[Pointing dataset excerpts]
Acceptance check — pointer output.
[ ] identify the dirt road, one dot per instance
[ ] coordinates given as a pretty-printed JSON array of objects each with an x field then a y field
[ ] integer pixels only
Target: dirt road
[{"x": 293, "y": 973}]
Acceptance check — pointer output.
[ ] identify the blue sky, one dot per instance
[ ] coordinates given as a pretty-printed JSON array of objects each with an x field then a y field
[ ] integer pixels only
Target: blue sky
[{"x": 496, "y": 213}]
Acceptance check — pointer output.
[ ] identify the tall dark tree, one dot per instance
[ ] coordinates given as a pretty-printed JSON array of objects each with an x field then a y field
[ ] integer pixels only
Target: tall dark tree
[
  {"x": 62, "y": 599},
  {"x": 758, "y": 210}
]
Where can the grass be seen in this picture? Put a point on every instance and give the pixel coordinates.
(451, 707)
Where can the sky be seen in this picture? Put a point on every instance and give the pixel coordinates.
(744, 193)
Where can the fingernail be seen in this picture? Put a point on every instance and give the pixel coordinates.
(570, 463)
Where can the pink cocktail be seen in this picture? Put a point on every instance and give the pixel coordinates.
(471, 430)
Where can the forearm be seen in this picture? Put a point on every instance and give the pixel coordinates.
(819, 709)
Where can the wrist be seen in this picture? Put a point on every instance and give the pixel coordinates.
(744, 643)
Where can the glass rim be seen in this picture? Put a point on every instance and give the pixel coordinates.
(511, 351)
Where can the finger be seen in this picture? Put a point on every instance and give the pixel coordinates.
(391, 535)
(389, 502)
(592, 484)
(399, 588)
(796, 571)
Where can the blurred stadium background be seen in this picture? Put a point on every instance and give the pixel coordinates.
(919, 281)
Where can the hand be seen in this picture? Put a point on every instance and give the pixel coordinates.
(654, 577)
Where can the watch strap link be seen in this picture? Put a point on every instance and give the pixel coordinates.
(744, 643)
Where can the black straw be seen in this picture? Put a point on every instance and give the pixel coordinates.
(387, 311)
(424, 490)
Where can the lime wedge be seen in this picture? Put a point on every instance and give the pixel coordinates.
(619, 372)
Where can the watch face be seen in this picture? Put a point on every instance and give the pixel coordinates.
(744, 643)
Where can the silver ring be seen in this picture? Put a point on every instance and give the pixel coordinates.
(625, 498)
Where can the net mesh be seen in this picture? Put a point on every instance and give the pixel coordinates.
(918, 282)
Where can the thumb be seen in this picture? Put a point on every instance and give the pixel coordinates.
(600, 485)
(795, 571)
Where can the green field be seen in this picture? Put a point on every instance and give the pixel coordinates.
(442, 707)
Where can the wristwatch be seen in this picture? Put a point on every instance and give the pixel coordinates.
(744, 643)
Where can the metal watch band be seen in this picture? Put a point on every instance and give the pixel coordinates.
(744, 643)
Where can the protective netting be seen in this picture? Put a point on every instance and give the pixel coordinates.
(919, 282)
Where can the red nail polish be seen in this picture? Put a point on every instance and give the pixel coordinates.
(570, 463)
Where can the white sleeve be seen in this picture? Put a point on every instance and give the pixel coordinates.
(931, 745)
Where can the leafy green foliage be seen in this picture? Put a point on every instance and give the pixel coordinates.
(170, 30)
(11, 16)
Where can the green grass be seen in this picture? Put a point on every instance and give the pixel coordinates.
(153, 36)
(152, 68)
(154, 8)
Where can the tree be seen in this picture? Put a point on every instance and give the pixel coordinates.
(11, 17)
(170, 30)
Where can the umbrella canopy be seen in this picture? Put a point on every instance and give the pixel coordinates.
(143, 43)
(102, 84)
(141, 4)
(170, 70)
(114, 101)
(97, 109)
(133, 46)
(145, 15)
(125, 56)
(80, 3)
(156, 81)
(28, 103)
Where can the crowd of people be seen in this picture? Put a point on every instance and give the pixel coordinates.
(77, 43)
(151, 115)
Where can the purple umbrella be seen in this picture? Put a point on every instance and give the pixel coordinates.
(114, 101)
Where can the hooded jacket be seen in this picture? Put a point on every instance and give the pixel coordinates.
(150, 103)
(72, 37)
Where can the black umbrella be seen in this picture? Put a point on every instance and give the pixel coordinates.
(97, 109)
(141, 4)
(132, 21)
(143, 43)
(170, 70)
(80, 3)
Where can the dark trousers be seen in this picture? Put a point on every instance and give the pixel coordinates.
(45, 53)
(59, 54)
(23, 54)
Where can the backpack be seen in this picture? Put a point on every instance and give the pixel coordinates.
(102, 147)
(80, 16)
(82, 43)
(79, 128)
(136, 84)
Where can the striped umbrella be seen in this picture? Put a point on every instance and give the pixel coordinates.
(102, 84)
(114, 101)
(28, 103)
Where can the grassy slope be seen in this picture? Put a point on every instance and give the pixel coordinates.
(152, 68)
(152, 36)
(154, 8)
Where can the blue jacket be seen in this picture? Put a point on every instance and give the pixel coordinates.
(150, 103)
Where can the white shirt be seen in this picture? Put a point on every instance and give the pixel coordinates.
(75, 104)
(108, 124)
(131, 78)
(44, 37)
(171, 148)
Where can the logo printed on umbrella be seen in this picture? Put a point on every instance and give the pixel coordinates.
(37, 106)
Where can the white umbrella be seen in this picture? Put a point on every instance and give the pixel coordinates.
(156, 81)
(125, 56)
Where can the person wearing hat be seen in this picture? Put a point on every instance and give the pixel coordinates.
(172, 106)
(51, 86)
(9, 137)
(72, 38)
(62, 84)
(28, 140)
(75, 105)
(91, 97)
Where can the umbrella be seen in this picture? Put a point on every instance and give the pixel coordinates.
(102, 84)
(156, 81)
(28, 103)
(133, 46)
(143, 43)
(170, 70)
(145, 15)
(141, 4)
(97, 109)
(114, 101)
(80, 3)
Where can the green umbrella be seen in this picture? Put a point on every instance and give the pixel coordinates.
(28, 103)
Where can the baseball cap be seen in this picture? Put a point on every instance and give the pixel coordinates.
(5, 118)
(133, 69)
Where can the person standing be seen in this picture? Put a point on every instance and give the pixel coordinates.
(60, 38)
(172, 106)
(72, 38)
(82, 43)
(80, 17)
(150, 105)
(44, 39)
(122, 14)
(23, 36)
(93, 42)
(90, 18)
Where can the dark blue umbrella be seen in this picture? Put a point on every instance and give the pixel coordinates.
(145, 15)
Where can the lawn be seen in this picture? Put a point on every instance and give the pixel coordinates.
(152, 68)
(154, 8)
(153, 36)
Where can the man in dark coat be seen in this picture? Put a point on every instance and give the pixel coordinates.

Work to complete = Please write out the rows above again, substituting "pixel positions" for every "pixel coordinates" and leaving everything else unchanged.

Response =
Acceptance check — pointer output.
[ ] identify the dirt road, one dot per instance
[ ] coordinates given as a pretty-printed JSON array of objects each with an x field then a y field
[ ] integer pixels only
Target: dirt road
[{"x": 293, "y": 973}]
Acceptance check — pointer output.
[ ] identify the blue sky, one dot per instance
[ ] coordinates given as a pretty-printed JSON array of objects each with an x field then a y field
[ ] integer pixels only
Target: blue sky
[{"x": 496, "y": 213}]
Acceptance check — pointer output.
[ ] identify the tall dark tree, one dot per instance
[ ] coordinates given as a pretty-printed JSON array of objects each with an x field then a y field
[ ] integer pixels only
Target: tall dark tree
[
  {"x": 62, "y": 599},
  {"x": 758, "y": 210}
]
Where can the grass be seen in this picture? Put a point on every instance and give the pixel positions.
(451, 707)
Where can the sky be seen in this picture? Put a point on every instance and give the pixel positions.
(744, 193)
Where can the fingernail be seen in this picture? Put a point on every instance and give the pixel positions.
(570, 463)
Where can the pink cocktail be seen in this picture? Put a point on every instance and give the pixel positions.
(471, 430)
Where can the forearm be seen in this picture? Put a point on every instance and give the pixel positions.
(819, 709)
Where can the wrist be seen in this picture? Put a point on every instance and give the pixel positions.
(744, 643)
Where can the glass rim be seen in this picture? Put a point on every instance and give the pixel positions.
(511, 351)
Where can the finger be seen in this picture? Put a point on every instance and give the pixel positions.
(391, 535)
(389, 502)
(592, 484)
(399, 588)
(796, 571)
Where can the blurred stadium background be seen in this picture? Put a point on every instance and give the pixel positions.
(919, 281)
Where can the hand be seen in this picture? Put a point on every instance and give the pixel positions.
(654, 577)
Where can the watch strap link be seen in this picture? Put a point on every instance and give the pixel positions.
(744, 643)
Where can the black straw be seen in this picture? Put a point on every instance and give the pixel positions.
(387, 311)
(424, 490)
Where can the lime wedge be seen in this picture? Put a point on every instance and give the pixel positions.
(619, 372)
Where can the watch face be seen in this picture? Put a point on every instance and give the pixel positions.
(744, 643)
Where can the silver ring be seen in this picture? Put a point on every instance and give the pixel positions.
(625, 498)
Where can the net mesh be seen in this picture? Put a point on every instance and give the pixel positions.
(918, 282)
Where can the thumb be seen in this picture? Put a point on every instance and give the pixel positions.
(600, 485)
(795, 571)
Where can the green field be seen in this picture? Put a point on every instance and give the pixel positions.
(442, 707)
Where can the wristwatch be seen in this picture? Put a point on every instance and give the pixel positions.
(744, 643)
Where can the metal watch band be seen in this picture? Put a point on every instance and give the pixel positions.
(744, 643)
Where can the protective netting be seen in this picture? Put a point on every instance and give the pixel positions.
(919, 282)
Where can the red nail polish be seen in this picture? Put a point on every instance and give the pixel positions.
(570, 463)
Where can the white sleeve be seen in this picture? Put a point on every instance and give the pixel positions.
(931, 745)
Where can the leafy green foliage be seen in this picture? Put a point on every instance and give the pixel positions.
(170, 30)
(11, 16)
Where can the green grass be seen in this picture? Put a point on every instance and give the pixel positions.
(153, 36)
(152, 68)
(154, 8)
Where can the tree be seen in this picture? Put a point on every instance and give the pixel positions.
(11, 17)
(170, 30)
Where can the umbrella canopy be seen in this picture? Put a point on every instance and give the pixel positions.
(143, 43)
(102, 84)
(141, 4)
(170, 70)
(114, 101)
(97, 109)
(133, 46)
(145, 15)
(125, 56)
(80, 3)
(156, 81)
(28, 103)
Where can the crowd of people be seen in this picture? Put a point on every instance and give the pixel positions.
(77, 43)
(151, 115)
Where can the purple umbrella be seen in this picture? Put a point on every instance and give the pixel positions.
(114, 101)
Where can the hooded jacket be seen in this picture? Put a point on every instance and give the pixel positions.
(150, 103)
(72, 37)
Where can the black umbrella be seen in this picture? Put a point on every instance and give the pixel positions.
(97, 109)
(141, 4)
(132, 21)
(143, 43)
(170, 70)
(80, 3)
Where can the dark trousers be seen in this picture? Put a point on every instance and give the pixel positions.
(45, 53)
(59, 54)
(23, 54)
Where can the backpack be seen in this picture? Put a point on every instance and give the pixel positions.
(102, 147)
(80, 16)
(82, 43)
(79, 128)
(136, 84)
Where can the striped umbrella be seen in this picture? Put a point on every instance and give the pixel positions.
(102, 84)
(114, 101)
(28, 103)
Where can the grassy slope be seen in this picture? Put a point on every instance and give the pixel positions.
(152, 68)
(152, 36)
(154, 8)
Where can the blue jacket be seen in this picture? Put a point on every instance and give the pixel positions.
(150, 103)
Where can the white shirt be seen in this picture? Put a point on every instance and give the pixel positions.
(75, 104)
(108, 124)
(131, 78)
(44, 37)
(171, 148)
Where can the logo printed on umbrella be seen in this picture? Put a point on every instance and give the pixel positions.
(37, 106)
Where can the white umbrella be seen in this picture? Put a point on every instance and give the pixel positions.
(156, 81)
(125, 56)
Where can the person wearing hat be seen in this picture? Put a point on every instance and give the pixel positions.
(172, 106)
(51, 86)
(9, 137)
(72, 38)
(62, 84)
(28, 140)
(75, 105)
(91, 97)
Where can the umbrella be seen in this picture? Put a point on every instance and give the pixel positions.
(102, 84)
(156, 81)
(28, 103)
(133, 46)
(143, 43)
(170, 70)
(145, 15)
(141, 4)
(97, 109)
(114, 101)
(80, 3)
Where can the green umbrella be seen in this picture? Put a point on every instance and give the pixel positions.
(28, 103)
Where can the baseball cap be seen in this picture? Put a point on every instance and give the pixel positions.
(5, 118)
(133, 69)
Where can the person standing be seen in this picture? Put a point on every instance and give the pixel positions.
(60, 38)
(172, 106)
(72, 38)
(82, 43)
(80, 17)
(150, 105)
(44, 39)
(122, 14)
(23, 36)
(93, 42)
(90, 18)
Where can the dark blue umbrella be seen in this picture? Put a point on every instance and give the pixel positions.
(145, 15)
Where can the lawn be seen in this picture? Put a point on every instance and give the pixel positions.
(152, 68)
(154, 8)
(153, 36)
Where can the man in dark coat be seen in this picture? Put a point on every instance and give the pixel positions.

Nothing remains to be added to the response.